**Problem details:**
Can you extract each line in the records below that contains the string "lapel"? Case counts, so a line qualifies only if the capitalization matches.

━━━━━━━━

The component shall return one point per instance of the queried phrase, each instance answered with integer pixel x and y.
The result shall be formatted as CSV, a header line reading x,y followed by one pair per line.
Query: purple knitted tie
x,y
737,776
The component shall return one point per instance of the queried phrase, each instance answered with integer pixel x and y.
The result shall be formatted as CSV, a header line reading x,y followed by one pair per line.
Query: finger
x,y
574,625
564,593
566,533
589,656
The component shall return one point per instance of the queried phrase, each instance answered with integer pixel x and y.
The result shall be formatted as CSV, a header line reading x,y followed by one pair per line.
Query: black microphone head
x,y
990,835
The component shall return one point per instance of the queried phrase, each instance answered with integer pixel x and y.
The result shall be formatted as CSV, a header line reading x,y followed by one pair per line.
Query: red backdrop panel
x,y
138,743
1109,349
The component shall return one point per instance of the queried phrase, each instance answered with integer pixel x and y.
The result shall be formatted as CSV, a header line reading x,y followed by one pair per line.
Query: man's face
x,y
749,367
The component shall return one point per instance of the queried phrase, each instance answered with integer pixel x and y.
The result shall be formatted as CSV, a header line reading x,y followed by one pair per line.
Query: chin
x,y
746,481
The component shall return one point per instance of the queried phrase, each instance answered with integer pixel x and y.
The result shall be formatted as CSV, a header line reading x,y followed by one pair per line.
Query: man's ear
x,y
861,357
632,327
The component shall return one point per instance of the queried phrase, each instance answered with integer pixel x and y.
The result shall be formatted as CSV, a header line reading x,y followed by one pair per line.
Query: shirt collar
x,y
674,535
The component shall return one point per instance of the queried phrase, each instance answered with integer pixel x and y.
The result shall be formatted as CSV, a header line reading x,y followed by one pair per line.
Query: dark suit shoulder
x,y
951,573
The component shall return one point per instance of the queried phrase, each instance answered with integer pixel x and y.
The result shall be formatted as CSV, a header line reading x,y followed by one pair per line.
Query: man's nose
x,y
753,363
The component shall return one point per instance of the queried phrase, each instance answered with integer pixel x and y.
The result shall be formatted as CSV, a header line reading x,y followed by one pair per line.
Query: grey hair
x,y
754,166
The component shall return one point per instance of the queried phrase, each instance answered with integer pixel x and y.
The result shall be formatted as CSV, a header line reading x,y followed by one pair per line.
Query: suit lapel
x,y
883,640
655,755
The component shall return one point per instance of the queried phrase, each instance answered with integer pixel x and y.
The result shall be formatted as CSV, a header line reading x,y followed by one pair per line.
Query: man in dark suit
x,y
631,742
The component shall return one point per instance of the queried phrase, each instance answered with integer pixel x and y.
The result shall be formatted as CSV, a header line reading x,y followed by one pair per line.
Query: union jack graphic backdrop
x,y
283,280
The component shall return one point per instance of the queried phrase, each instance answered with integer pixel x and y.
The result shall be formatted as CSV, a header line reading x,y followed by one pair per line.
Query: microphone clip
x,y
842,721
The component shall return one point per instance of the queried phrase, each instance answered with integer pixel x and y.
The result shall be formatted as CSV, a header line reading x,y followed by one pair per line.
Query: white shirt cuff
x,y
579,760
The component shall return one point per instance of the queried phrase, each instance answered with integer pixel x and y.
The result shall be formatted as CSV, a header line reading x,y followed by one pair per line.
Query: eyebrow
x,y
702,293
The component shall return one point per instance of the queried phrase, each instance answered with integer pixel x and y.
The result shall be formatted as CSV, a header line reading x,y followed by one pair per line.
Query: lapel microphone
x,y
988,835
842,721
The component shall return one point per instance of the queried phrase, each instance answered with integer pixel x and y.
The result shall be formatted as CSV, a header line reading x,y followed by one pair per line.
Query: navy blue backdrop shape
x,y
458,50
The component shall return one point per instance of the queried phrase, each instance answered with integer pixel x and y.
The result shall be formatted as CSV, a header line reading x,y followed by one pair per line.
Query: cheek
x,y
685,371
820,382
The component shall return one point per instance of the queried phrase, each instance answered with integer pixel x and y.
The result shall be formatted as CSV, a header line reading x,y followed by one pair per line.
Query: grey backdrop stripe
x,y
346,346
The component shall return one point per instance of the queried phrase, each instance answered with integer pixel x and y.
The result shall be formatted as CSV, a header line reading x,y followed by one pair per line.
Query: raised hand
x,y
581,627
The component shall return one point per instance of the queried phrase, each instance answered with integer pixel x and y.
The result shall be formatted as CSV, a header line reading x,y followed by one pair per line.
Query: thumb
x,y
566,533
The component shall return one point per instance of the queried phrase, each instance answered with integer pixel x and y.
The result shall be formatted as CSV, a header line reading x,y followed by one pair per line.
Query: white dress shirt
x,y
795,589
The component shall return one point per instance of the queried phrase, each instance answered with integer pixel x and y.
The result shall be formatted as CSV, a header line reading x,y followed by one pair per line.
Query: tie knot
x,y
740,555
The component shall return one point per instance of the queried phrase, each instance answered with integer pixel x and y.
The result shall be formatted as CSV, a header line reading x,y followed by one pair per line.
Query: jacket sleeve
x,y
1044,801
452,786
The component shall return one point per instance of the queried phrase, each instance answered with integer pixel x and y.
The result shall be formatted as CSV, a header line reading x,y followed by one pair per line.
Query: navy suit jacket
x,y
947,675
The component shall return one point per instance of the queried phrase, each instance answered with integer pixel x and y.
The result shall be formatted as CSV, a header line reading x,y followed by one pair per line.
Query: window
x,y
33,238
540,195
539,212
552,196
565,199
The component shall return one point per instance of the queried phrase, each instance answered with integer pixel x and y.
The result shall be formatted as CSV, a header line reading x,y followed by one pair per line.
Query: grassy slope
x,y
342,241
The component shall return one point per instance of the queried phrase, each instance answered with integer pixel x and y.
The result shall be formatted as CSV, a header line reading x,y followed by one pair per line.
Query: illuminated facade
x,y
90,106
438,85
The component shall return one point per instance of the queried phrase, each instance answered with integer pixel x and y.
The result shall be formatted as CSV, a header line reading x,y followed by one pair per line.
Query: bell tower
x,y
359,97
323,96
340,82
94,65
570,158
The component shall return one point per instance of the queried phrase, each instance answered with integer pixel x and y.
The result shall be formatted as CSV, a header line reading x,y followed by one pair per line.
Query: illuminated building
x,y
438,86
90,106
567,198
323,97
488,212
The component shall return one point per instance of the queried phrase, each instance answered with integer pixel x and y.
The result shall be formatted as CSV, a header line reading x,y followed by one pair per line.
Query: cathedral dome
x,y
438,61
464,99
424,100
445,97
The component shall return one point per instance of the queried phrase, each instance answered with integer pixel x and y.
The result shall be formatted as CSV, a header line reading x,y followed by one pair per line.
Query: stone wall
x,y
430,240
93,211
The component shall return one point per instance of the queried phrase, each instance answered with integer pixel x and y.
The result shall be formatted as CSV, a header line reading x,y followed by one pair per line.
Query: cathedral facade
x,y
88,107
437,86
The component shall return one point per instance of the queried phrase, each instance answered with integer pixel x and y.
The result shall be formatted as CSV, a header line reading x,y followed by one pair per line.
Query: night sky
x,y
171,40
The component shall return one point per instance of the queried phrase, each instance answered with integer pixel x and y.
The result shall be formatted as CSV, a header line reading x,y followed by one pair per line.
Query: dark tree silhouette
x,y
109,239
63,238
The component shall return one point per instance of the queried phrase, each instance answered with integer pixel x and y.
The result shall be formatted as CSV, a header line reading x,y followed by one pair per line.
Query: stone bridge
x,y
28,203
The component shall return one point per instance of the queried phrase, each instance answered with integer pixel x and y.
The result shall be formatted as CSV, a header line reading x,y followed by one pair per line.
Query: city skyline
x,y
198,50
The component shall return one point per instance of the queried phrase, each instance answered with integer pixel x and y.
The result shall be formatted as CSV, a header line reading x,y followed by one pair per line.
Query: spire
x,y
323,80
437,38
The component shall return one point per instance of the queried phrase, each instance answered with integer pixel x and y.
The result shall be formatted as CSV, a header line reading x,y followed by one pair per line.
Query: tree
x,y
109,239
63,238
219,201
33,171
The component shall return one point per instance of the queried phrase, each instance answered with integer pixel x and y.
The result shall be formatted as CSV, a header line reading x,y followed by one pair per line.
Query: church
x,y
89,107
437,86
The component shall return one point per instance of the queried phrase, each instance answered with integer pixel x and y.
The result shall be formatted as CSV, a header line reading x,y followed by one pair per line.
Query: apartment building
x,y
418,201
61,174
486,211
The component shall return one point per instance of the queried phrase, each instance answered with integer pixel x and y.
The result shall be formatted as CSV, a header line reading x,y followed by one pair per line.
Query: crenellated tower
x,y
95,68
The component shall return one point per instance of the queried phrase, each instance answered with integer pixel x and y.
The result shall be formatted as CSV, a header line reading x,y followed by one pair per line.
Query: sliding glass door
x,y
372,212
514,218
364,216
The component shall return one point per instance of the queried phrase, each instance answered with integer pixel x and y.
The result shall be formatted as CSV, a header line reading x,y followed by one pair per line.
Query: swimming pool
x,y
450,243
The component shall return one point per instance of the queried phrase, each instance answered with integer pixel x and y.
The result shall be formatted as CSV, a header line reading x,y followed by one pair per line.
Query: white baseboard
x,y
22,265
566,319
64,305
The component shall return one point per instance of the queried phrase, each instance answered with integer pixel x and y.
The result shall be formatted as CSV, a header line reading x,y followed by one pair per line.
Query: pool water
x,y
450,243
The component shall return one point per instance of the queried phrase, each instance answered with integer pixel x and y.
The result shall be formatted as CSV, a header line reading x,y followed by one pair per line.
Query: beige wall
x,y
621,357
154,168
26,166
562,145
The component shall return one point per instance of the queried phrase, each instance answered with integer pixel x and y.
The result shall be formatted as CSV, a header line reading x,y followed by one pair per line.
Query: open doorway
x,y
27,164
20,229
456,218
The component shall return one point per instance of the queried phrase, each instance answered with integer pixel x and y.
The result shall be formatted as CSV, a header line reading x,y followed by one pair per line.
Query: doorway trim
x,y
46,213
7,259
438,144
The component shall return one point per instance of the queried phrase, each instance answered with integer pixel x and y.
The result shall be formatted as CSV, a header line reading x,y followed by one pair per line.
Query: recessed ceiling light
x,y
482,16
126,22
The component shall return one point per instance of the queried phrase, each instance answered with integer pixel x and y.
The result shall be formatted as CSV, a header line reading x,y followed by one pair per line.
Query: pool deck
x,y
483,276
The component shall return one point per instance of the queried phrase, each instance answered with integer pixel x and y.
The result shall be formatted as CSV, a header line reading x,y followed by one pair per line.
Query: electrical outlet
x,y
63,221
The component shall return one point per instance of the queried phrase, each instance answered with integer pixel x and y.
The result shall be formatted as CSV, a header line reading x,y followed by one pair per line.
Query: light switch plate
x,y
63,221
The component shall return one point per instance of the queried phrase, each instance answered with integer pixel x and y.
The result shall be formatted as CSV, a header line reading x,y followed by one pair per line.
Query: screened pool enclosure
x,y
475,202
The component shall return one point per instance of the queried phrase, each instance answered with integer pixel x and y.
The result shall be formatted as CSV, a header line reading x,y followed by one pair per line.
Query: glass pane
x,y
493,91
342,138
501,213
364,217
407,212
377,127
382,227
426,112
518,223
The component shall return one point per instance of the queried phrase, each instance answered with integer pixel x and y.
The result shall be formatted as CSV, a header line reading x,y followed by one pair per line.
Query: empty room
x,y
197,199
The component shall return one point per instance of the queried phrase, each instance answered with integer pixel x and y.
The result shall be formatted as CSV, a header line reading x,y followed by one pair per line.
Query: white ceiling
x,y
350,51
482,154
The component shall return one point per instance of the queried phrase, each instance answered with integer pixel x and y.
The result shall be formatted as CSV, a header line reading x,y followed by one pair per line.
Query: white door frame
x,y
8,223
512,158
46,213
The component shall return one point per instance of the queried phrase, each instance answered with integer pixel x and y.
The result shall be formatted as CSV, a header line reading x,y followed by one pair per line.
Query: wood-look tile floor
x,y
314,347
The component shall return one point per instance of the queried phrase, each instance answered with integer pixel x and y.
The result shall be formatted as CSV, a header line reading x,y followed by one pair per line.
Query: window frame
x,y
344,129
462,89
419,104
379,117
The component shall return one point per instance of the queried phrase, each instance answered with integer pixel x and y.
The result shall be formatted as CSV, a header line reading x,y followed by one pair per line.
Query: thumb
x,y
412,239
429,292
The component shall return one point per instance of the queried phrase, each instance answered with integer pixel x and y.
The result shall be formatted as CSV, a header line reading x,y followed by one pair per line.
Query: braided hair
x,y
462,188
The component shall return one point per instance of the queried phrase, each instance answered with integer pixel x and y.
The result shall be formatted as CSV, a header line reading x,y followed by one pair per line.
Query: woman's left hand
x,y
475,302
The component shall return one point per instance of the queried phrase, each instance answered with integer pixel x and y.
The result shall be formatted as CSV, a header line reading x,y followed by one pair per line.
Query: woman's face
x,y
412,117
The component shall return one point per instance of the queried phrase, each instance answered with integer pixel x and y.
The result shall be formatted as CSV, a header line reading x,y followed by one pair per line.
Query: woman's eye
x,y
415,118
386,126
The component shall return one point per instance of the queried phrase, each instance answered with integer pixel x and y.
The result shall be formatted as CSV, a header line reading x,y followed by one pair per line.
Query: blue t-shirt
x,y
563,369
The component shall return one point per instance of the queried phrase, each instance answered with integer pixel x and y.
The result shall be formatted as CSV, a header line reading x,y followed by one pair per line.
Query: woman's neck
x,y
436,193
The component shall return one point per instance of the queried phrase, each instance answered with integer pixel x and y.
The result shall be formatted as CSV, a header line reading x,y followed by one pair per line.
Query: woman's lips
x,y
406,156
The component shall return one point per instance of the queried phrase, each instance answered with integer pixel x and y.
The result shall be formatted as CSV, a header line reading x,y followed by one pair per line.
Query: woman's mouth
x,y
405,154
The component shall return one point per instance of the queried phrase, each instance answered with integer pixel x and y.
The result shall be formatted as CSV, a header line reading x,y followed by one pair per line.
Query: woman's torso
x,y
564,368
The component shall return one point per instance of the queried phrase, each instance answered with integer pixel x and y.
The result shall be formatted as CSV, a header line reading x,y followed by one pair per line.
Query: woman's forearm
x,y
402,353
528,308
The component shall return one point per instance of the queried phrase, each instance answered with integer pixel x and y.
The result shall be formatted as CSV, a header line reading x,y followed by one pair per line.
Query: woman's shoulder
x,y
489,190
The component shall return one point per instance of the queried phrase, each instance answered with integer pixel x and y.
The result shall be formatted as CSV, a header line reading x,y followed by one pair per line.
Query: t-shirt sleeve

━━━━━━━━

**Problem solution:**
Query: suit lapel
Query: lapel microphone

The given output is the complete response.